▶ [What is expected]: Can you copy the material word for word, starting with the line that contains "Target: hand gripping ball" and going on through the line that contains "(1464, 354)", with both of those lines included and nothing else?

Source records
* Start *
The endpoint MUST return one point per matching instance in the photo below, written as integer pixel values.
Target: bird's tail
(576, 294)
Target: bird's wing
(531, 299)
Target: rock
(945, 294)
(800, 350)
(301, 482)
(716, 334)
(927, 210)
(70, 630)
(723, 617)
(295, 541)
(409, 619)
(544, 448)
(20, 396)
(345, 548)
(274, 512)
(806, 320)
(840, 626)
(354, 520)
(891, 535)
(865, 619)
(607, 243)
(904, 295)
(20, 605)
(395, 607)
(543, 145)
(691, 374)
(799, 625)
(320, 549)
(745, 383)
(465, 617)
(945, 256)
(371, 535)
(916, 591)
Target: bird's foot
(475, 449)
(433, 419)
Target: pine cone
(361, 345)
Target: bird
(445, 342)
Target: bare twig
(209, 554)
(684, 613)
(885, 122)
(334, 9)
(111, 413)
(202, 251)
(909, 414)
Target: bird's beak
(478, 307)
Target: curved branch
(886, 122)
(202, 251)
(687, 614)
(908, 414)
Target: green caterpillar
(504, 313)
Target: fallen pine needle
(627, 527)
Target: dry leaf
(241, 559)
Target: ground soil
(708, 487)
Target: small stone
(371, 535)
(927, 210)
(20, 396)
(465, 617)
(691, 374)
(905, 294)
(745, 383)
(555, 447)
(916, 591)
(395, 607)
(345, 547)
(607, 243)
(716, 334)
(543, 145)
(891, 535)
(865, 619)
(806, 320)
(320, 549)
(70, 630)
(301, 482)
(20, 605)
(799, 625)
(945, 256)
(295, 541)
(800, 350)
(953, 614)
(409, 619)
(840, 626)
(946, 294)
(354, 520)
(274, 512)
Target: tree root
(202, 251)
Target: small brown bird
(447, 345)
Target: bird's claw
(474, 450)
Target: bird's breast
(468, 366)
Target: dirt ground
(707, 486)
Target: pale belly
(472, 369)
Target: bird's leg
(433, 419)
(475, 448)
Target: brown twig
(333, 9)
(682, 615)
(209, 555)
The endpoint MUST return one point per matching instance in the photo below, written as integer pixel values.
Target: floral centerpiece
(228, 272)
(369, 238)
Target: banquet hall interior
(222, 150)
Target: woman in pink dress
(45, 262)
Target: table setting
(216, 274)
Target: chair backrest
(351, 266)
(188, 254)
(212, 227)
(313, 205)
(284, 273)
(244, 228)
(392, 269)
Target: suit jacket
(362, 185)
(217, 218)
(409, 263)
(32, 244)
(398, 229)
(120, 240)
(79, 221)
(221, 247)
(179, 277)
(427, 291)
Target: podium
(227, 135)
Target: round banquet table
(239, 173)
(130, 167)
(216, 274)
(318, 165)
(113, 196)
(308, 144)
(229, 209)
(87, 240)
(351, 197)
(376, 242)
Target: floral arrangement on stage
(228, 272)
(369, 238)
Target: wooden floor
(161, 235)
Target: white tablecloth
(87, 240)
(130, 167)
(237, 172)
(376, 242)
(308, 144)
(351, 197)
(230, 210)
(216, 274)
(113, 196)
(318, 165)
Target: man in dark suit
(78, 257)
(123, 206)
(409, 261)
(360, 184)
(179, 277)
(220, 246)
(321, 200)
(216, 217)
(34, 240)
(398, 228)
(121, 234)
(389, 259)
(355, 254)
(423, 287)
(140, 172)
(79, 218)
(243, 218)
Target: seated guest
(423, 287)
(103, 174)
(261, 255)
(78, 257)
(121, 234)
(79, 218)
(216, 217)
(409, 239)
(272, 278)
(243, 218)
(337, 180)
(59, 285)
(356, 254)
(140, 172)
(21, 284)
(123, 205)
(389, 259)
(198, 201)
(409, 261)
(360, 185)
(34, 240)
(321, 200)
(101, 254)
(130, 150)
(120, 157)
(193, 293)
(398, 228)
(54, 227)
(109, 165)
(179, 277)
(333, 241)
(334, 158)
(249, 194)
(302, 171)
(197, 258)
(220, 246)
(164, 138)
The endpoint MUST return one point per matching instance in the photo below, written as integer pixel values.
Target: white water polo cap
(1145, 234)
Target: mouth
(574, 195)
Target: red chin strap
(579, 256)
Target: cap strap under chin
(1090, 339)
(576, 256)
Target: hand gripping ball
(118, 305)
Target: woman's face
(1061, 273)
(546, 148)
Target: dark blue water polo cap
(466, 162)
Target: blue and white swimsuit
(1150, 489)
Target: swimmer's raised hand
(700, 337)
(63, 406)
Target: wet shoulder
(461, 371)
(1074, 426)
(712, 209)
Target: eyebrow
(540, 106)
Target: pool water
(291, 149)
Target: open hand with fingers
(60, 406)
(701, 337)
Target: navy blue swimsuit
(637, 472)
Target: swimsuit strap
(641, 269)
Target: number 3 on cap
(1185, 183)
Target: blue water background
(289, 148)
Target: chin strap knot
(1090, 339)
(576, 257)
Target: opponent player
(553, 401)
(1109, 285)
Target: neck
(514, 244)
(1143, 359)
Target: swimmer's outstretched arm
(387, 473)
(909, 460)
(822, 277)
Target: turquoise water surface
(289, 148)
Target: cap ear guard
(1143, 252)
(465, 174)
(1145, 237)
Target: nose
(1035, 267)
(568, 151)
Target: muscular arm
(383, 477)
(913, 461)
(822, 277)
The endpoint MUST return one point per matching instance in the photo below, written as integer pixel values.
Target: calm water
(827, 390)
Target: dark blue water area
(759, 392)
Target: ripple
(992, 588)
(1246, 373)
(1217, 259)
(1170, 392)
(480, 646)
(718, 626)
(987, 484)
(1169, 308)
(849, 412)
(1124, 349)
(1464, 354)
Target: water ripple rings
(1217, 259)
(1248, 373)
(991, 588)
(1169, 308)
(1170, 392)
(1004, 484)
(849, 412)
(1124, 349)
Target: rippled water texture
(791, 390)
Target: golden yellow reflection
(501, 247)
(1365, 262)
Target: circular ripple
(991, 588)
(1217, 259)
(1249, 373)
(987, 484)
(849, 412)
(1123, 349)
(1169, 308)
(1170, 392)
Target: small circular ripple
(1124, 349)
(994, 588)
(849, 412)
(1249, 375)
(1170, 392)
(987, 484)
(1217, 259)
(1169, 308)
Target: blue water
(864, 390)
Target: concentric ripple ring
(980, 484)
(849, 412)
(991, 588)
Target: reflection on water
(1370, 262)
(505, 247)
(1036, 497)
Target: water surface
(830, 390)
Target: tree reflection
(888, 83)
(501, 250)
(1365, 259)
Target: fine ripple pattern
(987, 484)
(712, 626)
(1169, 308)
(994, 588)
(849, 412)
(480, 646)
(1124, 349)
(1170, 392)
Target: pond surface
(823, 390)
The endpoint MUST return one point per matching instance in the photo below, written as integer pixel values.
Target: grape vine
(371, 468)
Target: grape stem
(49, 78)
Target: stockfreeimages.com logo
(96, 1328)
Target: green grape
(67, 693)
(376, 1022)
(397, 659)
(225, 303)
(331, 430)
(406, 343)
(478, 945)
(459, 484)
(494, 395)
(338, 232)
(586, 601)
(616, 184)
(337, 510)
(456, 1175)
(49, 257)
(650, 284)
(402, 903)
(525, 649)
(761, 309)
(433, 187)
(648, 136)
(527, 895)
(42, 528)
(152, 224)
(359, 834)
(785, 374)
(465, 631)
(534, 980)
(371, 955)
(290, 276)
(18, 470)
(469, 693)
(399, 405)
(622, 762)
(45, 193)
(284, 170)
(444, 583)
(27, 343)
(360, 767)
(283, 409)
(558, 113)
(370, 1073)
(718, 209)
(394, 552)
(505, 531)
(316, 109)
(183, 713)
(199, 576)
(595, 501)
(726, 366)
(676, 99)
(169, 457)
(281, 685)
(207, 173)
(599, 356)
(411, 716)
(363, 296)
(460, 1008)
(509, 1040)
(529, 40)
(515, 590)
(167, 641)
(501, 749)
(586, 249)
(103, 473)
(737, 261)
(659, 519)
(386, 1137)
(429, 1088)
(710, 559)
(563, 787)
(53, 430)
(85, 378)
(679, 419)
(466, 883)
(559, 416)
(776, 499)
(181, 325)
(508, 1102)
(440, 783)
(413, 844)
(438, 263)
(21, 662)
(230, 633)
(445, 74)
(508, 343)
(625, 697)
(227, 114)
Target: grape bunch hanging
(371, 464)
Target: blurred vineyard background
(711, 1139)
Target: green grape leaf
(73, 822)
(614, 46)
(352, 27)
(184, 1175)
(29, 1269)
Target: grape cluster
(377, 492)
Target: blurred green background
* End *
▶ [Worked solution]:
Target: hand gripping ball
(118, 305)
Target: woman's face
(1061, 273)
(546, 148)
Target: dark blue water polo cap
(466, 162)
Target: blue and white swimsuit
(1150, 489)
Target: swimmer's raised hand
(700, 337)
(63, 406)
Target: wet shoulder
(461, 371)
(1074, 426)
(712, 209)
Target: eyebrow
(540, 106)
Target: pool water
(291, 149)
Target: open hand with fingers
(60, 406)
(701, 337)
Target: navy blue swimsuit
(637, 472)
Target: swimsuit strap
(641, 269)
Target: number 3 on cap
(1185, 183)
Target: blue water background
(289, 148)
Target: chin strap knot
(1090, 339)
(576, 257)
Target: opponent player
(553, 401)
(1109, 285)
Target: neck
(514, 244)
(1143, 359)
Target: swimmer's outstretched arm
(387, 473)
(909, 460)
(822, 277)
Target: turquoise water surface
(289, 148)
Target: cap ear guard
(1143, 252)
(465, 174)
(1145, 237)
Target: nose
(1035, 267)
(568, 151)
Target: muscular arm
(383, 477)
(913, 461)
(822, 277)
The endpoint MUST return one point per matching instance in the photo below, written as integer pixel values.
Target: calm water
(827, 390)
Target: dark blue water area
(759, 392)
Target: ripple
(992, 588)
(1246, 373)
(1217, 259)
(1170, 392)
(480, 646)
(718, 626)
(987, 484)
(1169, 308)
(849, 412)
(1124, 349)
(1464, 354)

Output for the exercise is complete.